WORK REQUIRED -> All of the data is to be copied word for word.

DATA SECTION ->
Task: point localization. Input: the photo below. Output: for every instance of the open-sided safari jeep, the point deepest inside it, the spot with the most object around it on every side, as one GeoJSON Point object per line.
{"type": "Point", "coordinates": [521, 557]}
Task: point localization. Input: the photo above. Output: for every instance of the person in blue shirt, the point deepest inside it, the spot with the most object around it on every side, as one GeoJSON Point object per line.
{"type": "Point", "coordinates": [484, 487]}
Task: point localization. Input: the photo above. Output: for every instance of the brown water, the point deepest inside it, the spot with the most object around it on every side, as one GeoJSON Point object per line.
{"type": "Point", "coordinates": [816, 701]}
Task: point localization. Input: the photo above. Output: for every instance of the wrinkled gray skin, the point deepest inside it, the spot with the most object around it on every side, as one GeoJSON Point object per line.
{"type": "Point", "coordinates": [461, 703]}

SOLUTION TO THE EXERCISE ->
Task: point localization. Input: the photo below. Output: for every instance of the open-sided safari jeep, the point deepest inside it, the spot with the most object around it on every side, as one GeoJSON Point object per line.
{"type": "Point", "coordinates": [521, 557]}
Task: point localization. Input: the photo above. Output: for every instance of the person in blue shirt, the point deepest inside it, the spot with the most object around it on every side, as one GeoJSON Point object per line.
{"type": "Point", "coordinates": [484, 487]}
Task: point localization. Input: the photo above. Output: for every instance of the brown water, the point deepest inside it, the spot with the most object around it on every side, as one GeoJSON Point object per line.
{"type": "Point", "coordinates": [816, 701]}
Task: point localization. Input: the photo above. Output: for every instance of the wrinkled gray skin, the point deepest inside it, the spot with the most object around it on every side, as one GeoJSON Point object per line.
{"type": "Point", "coordinates": [461, 703]}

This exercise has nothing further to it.